## Begin Source

An individual life-project so becomes a dynamic (i.e. perpetually adjustable) 

complex of micro-hegemonies within which subjects situate their practices and 

behavior. Such complexes – we can call them a ‘repertoire’ – are not chaotic, and 

people often are not at all ‘confused’ or ‘ambivalent’ about their choices, nor 

appear to be ‘caught between’ different cultures or ‘contradict themselves’ when 

speaking about different topics. The complex of micro-hegemonies just provides 

a different type of order, a complex order composed of different niches of 

ordered behavior and discourses about behavior.  

The combination of such micro-hegemonized niches is ultimately what would 

make up ‘the’ identity of someone. But already it is clear that identity as a 

singular notion has outlasted its usefulness – people define their ‘identity’ 

(singular) in relation to a multitude of different niches – social ‘spheres’ in 

Bakhtin’s famous terms – and this is a plural term. One can be perfectly oneself 

while articulating sharply different orientations in different domains of life or on 

different issues. A left-wing person can thus perfectly, and unproblematically, 

enjoy the beauty of the works of Céline and d’Annunzio, notoriously fascist 

authors, since the criteria for literary beauty need not be identitical to those that 

apply to voting behavior. 



 

Discursive orientations and the quest for authenticity 

The foregoing argument is surely unsurprising; it can be empirically 

corroborated in a wide variety of ways and it undoubtedly reflects the life 

experiences of many of us. But we need to go further. What follows is a schematic 

general framework for investigating the complex and dynamic identity processes 

we outlined above. We can identify four points in this framework. 

a. Identity discourses and practices can be described as discursive 

orientations towards sets of features that are seen (or can be seen) as 

emblematic of particular identities. These features can be manifold and 

include artefacts, styles, forms of language, places, times, forms of art or 

aesthetics, ideas and so forth. 

b. To be more precise, we will invariably encounter specific arrangements 

or configurations of such potentially emblematic features. The features 

rarely occur as a random or flexible complex; when they appear they are 




 

presented (and oriented towards) as ‘essential’ combinations of features 



that reflect, bestow and emphasize ‘authenticity’.

## End Source
## Begin Data rows

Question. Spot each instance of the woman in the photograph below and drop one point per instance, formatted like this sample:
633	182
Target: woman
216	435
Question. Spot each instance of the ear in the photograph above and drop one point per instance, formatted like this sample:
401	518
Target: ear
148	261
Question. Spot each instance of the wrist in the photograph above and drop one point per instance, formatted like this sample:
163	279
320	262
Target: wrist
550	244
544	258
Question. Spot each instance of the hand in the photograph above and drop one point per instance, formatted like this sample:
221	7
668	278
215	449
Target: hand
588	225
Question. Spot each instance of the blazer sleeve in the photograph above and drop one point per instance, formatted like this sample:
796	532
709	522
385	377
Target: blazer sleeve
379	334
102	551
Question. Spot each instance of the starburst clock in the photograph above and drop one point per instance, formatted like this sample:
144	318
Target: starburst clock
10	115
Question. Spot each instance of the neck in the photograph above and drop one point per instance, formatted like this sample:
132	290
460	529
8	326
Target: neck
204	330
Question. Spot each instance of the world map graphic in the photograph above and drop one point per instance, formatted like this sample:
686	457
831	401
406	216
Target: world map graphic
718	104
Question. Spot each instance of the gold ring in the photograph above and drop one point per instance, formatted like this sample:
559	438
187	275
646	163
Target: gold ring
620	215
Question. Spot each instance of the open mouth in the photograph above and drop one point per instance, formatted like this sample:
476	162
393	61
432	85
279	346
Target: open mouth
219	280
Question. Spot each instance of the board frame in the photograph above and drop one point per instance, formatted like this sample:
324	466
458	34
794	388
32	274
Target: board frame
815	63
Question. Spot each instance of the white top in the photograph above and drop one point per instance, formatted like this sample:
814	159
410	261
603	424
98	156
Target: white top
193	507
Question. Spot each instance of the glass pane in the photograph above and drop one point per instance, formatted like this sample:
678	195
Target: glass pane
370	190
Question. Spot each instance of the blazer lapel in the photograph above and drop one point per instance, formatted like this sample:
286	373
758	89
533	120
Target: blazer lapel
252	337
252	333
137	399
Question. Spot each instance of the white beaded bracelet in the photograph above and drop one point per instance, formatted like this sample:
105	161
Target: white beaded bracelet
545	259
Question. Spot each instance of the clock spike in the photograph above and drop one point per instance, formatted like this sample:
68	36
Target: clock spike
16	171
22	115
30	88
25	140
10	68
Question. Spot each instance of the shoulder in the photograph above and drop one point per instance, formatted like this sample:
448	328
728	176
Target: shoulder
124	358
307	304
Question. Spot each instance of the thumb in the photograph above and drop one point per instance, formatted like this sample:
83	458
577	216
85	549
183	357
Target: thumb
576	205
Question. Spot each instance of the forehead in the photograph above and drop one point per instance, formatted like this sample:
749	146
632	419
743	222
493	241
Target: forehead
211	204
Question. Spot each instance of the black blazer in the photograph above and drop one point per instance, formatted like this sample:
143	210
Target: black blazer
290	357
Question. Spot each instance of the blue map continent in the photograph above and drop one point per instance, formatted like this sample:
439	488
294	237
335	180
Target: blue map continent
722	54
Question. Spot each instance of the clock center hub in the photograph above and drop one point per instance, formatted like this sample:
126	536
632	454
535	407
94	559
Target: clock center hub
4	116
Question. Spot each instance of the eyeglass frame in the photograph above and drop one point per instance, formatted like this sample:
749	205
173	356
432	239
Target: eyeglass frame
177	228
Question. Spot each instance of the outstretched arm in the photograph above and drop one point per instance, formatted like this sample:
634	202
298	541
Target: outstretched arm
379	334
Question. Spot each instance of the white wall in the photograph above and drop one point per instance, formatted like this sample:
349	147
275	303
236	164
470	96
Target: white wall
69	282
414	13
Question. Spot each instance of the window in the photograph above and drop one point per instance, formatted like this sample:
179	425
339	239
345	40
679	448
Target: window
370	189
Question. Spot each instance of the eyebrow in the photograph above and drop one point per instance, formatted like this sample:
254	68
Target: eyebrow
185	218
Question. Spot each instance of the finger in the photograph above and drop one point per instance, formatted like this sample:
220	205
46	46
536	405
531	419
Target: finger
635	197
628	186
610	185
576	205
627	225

## End Data rows

### Tasks to perform
(A) In the passage on identity, which two authors are named as notoriously fascist writers whose works a left-wing person can still enjoy?
(B) Carry the passage on identity forward from its last sentence, keeping the same academic style.
You won't need the lines for any of this.

### Answers for this exercise
(A) Céline and d’Annunzio.

(B)
c. We will inevitably encounter different degrees of fluency in 

enregistering these discursive orientations. Consequently, identity 

practices will very often include stratified distinctions between ‘experts’ 

and ‘novices’, ‘teachers’ and ‘learners’, and ‘degrees’ of authenticity. In 

this respect, we will see an implicit benchmark being applied: 

‘enoughness’. One has to ‘have’ enough of the emblematic features in 

order to be ratified as an authentic member of an identity category. 

d. Obviously, these processes involve conflict and contestation, especially 

revolving around ‘enoughness’ (s/he is not enough of X; or too much of X) 

as well as about the particular configurations of emblematic features (‘in 

order to be X, you need to have 1,2,3,4 and 5’ versus ‘you can’t be X 

without having 6, 7, 8, 9’). And given this essentially contested character, 

these processes are highly dynamic: configurations of features and 

criteria of enoughness can be adjusted, reinvented, amended. 

Let us clarify some of the points.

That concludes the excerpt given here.